Manage Files on HDFS with the Command Line
In this tutorial, we will walk through many of the common of the basic Hadoop Distributed File System (HDFS) commands you will need to manage files on HDFS. The particular datasets we will utilize to learn HDFS file management are San Francisco salaries from 2011-2014.
- Downloaded and Installed latest HDP Sandbox
- If you’re planning to deploy your sandbox on Azure, refer to this tutorial: Deploying the Sandbox on Azure
- Learning the Ropes of the HDP Sandbox
- Allow yourself around 1 hour to complete this tutorial.
Download San Francisco Salary Related Datasets
We will download sf-salaries-2011-2013.csv and sf-salaries-2014.csv data onto our local filesystems of the sandbox. The commands are tailored for mac and linux users.
1. Open a terminal on your local machine, SSH into the sandbox:
ssh firstname.lastname@example.org -p 2222
Note: If you’re on VMware or Azure, insert your appropriate IP address in place of 127.0.0.1. Azure users will need to replace port 2222 with 22.
2. Copy and paste the commands to download the sf-salaries-2011-2013.csv and sf-salaries-2014.csv files. We will use them while we learn file management operations.

(SUPPLIED MATERIAL)
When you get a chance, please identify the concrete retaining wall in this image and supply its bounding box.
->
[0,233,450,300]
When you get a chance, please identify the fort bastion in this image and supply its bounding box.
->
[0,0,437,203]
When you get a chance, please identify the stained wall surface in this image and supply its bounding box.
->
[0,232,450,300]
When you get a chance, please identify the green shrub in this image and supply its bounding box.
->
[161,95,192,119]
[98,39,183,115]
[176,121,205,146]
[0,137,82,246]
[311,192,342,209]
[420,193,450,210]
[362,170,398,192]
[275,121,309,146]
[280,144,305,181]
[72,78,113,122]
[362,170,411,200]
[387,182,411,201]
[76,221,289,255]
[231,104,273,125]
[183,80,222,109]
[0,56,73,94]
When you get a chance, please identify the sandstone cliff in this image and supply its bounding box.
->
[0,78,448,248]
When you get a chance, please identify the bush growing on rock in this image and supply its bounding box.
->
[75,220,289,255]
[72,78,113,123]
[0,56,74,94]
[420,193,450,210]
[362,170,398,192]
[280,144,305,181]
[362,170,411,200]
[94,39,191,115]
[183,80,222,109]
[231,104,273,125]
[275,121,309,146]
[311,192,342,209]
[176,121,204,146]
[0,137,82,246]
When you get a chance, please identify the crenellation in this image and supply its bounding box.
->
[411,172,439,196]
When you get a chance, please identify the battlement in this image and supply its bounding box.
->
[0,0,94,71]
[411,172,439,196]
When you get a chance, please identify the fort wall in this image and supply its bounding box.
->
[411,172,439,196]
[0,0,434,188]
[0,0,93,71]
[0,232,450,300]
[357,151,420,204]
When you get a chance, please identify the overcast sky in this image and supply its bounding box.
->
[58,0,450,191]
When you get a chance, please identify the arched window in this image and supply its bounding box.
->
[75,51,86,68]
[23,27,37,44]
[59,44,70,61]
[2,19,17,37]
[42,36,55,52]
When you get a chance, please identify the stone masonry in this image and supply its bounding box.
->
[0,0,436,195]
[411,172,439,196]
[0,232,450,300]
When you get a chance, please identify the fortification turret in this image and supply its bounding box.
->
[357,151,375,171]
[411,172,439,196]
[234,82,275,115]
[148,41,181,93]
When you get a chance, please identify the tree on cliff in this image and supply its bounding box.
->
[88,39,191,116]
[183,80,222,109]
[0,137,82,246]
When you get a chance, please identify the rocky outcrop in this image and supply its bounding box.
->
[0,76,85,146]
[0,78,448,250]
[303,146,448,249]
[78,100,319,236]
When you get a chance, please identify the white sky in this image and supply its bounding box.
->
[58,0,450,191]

==

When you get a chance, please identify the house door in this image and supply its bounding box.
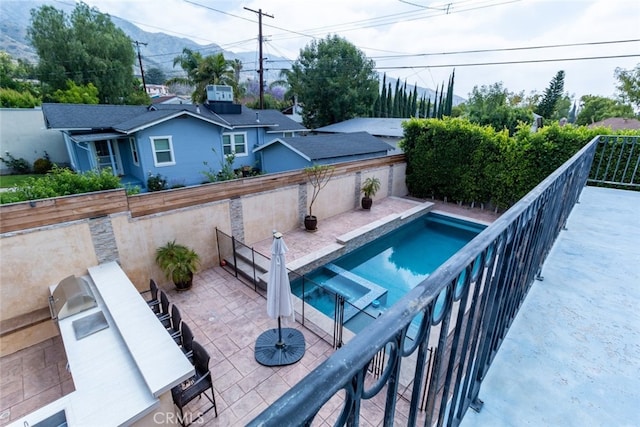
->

--

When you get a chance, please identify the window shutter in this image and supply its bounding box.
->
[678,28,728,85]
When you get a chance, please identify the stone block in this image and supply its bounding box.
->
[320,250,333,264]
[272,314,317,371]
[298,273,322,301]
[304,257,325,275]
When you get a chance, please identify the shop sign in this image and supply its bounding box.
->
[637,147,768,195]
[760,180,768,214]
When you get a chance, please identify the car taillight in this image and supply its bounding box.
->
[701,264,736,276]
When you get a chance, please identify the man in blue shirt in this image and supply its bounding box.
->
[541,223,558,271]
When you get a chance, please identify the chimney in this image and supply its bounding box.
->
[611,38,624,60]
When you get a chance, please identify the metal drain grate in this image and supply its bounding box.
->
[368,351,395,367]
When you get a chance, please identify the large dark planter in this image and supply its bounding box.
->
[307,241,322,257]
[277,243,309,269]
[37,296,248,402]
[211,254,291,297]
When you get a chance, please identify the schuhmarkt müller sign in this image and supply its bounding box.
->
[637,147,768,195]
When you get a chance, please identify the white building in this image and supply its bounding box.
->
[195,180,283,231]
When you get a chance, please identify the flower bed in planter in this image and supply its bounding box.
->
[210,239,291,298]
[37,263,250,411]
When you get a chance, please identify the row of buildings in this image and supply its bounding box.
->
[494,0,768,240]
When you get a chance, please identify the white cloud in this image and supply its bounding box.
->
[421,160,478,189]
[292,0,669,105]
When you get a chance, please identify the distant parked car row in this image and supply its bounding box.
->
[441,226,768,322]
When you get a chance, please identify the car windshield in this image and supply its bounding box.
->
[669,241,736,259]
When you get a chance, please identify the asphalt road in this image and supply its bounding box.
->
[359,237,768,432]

(EXERCISE 1)
Decide whether each statement agrees with the HDFS tutorial. Answer yes or no for each, and quote the words of the tutorial that decide it. (a) The datasets used to learn HDFS file management are San Francisco salaries from 2011-2014. (b) The download commands are tailored for Windows users. (c) Azure users must replace port 2222 with 22.
(EXERCISE 2)
From the HDFS tutorial, copy out the passage starting at "- Downloaded and" and ending at "file management operations.".

(FULL OUTPUT 1)
(a) Yes: "The particular datasets we will utilize to learn HDFS file management are San Francisco salaries from 2011-2014."
(b) No: "The commands are tailored for mac and linux users."
(c) Yes: "Azure users will need to replace port 2222 with 22."

(FULL OUTPUT 2)
- Downloaded and Installed latest HDP Sandbox
- If you’re planning to deploy your sandbox on Azure, refer to this tutorial: Deploying the Sandbox on Azure
- Learning the Ropes of the HDP Sandbox
- Allow yourself around 1 hour to complete this tutorial.
Download San Francisco Salary Related Datasets
We will download sf-salaries-2011-2013.csv and sf-salaries-2014.csv data onto our local filesystems of the sandbox. The commands are tailored for mac and linux users.
1. Open a terminal on your local machine, SSH into the sandbox:
ssh firstname.lastname@example.org -p 2222
Note: If you’re on VMware or Azure, insert your appropriate IP address in place of 127.0.0.1. Azure users will need to replace port 2222 with 22.
2. Copy and paste the commands to download the sf-salaries-2011-2013.csv and sf-salaries-2014.csv files. We will use them while we learn file management operations.